┌─ ISI DATASET

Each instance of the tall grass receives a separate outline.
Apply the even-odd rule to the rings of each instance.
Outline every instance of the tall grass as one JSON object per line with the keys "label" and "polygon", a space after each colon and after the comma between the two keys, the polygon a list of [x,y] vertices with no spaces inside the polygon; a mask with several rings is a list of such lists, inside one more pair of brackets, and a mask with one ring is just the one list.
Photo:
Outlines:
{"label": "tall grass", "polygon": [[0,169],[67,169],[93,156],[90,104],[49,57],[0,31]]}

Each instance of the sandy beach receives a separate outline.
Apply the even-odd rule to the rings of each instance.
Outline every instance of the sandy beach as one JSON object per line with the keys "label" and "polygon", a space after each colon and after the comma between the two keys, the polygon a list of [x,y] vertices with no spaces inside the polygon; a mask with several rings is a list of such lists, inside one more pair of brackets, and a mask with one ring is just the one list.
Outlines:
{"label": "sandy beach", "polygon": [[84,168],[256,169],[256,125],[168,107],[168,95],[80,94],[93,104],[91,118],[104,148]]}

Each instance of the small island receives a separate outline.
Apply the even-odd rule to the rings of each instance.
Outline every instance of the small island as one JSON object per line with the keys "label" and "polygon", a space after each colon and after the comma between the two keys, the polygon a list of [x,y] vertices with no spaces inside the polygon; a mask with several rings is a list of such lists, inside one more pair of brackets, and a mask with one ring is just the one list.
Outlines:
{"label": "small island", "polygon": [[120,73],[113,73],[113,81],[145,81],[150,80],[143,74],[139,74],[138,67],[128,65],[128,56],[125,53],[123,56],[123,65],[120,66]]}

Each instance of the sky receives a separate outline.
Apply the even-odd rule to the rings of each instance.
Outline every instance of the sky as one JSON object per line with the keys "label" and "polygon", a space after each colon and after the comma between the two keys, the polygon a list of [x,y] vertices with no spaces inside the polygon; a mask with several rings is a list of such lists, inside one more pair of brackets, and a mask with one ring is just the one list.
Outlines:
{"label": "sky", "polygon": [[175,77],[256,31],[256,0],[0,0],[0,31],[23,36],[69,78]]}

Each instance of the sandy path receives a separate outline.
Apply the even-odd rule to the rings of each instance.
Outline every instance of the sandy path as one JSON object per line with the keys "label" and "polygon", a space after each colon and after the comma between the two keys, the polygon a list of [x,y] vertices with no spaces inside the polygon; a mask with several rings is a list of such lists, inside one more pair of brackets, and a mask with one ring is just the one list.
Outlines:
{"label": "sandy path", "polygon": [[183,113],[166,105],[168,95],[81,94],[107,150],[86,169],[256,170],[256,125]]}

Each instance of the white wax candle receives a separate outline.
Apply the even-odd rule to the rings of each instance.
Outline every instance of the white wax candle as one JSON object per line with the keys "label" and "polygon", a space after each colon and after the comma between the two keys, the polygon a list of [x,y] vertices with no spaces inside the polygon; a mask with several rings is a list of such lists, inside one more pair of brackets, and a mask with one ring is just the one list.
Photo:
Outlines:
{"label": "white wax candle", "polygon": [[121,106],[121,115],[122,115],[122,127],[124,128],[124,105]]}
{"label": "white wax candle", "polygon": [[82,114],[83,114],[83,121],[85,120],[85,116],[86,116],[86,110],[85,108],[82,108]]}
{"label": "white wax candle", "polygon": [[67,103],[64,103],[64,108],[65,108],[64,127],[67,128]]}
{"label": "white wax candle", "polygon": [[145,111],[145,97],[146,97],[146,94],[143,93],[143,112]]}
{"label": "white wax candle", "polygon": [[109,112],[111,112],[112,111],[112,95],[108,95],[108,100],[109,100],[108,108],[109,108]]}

└─

= SOAL LATIHAN =
Sebutkan jumlah baris materi di atas yang memuat kata "small", dengan membedakan huruf besar dan huruf kecil. Tuliskan angkanya saja.

= JAWABAN LATIHAN =
3